ACTIVITY:
Between the line containing "Our automated classifier says the low" and the line containing "Our automated classifier says the bright" lies a run of lines; give that run again exactly, with both of those lines, and nothing else from the entries below.

DATA TO PROCESS:
● ● ● ● ●
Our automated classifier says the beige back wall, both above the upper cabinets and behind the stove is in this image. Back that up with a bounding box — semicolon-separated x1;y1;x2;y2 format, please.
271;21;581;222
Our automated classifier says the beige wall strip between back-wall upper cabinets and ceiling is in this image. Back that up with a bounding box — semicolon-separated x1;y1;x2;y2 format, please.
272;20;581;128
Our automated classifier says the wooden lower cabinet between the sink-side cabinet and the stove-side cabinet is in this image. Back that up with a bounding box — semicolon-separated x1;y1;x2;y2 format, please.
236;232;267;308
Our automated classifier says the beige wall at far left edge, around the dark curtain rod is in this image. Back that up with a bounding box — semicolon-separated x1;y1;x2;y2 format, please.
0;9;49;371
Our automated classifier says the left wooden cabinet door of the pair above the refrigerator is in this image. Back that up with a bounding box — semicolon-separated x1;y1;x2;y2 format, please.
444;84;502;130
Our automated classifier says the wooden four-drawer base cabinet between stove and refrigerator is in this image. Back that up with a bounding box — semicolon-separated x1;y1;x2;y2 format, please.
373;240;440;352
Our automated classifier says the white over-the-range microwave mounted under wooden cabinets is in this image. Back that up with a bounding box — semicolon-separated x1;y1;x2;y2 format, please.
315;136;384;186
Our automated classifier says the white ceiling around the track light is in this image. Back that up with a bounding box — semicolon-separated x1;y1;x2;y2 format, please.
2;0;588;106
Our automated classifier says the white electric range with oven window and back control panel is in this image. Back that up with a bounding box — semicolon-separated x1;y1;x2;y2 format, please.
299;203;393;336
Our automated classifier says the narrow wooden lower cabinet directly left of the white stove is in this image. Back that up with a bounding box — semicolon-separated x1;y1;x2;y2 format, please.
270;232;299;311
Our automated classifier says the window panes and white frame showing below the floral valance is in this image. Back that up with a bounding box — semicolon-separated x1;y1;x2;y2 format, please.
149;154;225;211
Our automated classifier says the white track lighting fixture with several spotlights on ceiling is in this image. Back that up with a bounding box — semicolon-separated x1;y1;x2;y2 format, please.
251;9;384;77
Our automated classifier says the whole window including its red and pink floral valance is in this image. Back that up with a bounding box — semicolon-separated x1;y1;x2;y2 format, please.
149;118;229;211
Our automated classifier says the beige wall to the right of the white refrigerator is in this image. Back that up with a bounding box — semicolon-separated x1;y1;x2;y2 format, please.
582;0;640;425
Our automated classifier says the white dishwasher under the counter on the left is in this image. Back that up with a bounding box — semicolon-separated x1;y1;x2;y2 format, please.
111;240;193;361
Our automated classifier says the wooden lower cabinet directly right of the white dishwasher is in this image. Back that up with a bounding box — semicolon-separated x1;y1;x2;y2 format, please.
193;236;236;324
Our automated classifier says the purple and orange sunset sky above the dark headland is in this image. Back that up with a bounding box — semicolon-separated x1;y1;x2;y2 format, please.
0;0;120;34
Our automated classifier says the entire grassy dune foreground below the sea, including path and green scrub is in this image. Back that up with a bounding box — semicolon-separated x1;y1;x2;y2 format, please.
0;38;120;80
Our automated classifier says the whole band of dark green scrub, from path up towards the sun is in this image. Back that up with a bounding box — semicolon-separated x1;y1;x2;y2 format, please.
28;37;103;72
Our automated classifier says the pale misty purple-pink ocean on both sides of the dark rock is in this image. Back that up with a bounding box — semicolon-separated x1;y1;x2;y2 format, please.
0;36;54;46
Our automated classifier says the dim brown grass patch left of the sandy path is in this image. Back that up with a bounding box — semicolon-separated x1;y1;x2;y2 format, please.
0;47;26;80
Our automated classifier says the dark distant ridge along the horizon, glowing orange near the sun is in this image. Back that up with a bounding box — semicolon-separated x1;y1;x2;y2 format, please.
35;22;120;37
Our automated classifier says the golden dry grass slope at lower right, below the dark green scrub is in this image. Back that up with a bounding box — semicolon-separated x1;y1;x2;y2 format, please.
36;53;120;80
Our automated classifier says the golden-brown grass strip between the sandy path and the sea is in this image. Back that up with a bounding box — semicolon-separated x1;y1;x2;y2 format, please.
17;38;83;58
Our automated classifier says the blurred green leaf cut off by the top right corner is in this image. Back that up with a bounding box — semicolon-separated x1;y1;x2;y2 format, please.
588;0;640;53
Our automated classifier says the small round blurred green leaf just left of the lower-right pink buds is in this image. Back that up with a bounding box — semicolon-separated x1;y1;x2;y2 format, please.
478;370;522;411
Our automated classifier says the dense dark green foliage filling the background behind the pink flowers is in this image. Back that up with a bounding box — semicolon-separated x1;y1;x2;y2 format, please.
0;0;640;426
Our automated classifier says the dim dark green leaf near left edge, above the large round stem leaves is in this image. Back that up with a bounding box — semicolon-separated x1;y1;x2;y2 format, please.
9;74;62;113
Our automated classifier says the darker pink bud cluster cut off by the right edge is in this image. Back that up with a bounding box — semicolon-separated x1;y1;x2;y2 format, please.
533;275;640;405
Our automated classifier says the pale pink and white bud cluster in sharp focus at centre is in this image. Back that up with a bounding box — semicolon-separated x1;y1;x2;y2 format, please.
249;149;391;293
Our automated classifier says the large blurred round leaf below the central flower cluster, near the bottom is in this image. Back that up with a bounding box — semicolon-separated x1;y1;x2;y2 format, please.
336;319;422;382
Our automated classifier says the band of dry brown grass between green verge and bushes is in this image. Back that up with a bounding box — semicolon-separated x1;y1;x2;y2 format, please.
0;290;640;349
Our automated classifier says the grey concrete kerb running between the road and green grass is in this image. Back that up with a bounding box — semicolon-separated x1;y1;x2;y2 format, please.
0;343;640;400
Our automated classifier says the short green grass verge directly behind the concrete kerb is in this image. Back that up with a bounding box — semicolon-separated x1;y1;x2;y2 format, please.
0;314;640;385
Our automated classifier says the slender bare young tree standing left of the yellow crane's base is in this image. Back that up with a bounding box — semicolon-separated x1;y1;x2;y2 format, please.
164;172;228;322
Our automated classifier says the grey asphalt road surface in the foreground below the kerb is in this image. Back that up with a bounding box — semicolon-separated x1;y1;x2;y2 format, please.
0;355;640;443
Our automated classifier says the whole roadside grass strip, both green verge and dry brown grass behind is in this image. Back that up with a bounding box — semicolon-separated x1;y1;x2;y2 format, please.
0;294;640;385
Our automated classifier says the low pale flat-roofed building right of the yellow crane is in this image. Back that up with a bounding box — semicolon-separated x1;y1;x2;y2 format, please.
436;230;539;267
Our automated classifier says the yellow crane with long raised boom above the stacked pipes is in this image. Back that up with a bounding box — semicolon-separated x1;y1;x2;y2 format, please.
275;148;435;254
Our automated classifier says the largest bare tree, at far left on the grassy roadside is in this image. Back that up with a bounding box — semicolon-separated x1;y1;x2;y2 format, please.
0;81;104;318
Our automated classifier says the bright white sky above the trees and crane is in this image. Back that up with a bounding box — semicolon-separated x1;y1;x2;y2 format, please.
● ● ● ● ●
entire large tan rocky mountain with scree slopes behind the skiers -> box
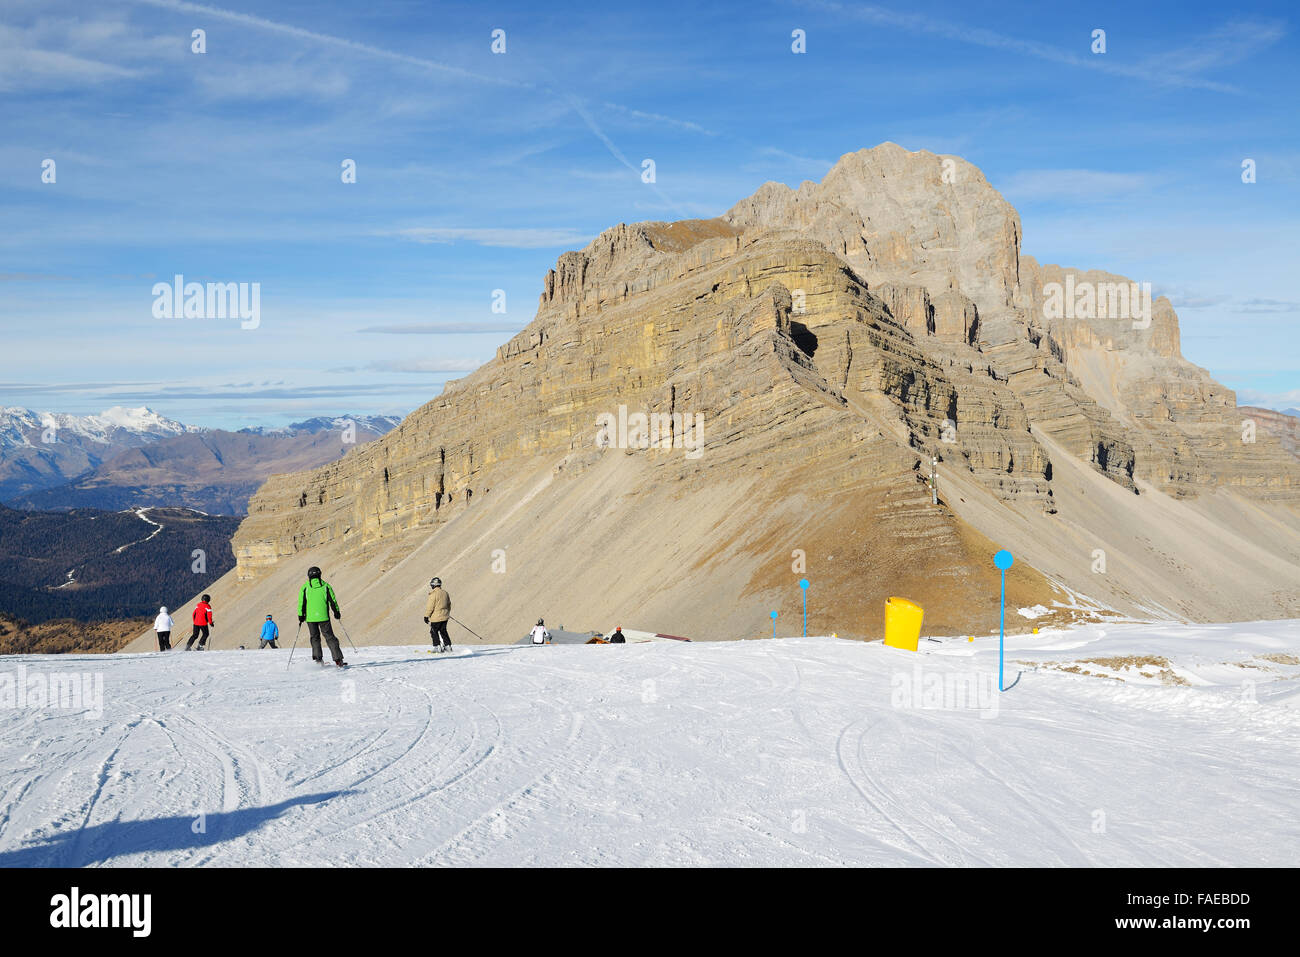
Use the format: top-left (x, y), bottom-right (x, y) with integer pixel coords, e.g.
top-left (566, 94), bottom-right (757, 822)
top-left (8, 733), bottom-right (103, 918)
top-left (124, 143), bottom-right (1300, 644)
● ● ● ● ●
SOLUTION:
Our automated classifier says the low pale flat-roofed building right of the yellow crane is in this image. Back that up with a bounding box — semicolon-separated x1;y1;x2;y2 format, please.
436;230;539;267
Our automated classifier says the yellow crane with long raised boom above the stacked pipes is in this image. Back that up with a bounding box — semicolon-separated x1;y1;x2;y2 format, please.
275;148;435;254
Our automated classifier says the largest bare tree, at far left on the grassy roadside is in this image. Back that up with a bounding box — semicolon-separated x1;y1;x2;y2 format, please.
0;81;104;318
Our automated classifier says the bright white sky above the trees and crane is in this image. Back that up with a bounding box — semicolon-separated x1;y1;x2;y2 format, please.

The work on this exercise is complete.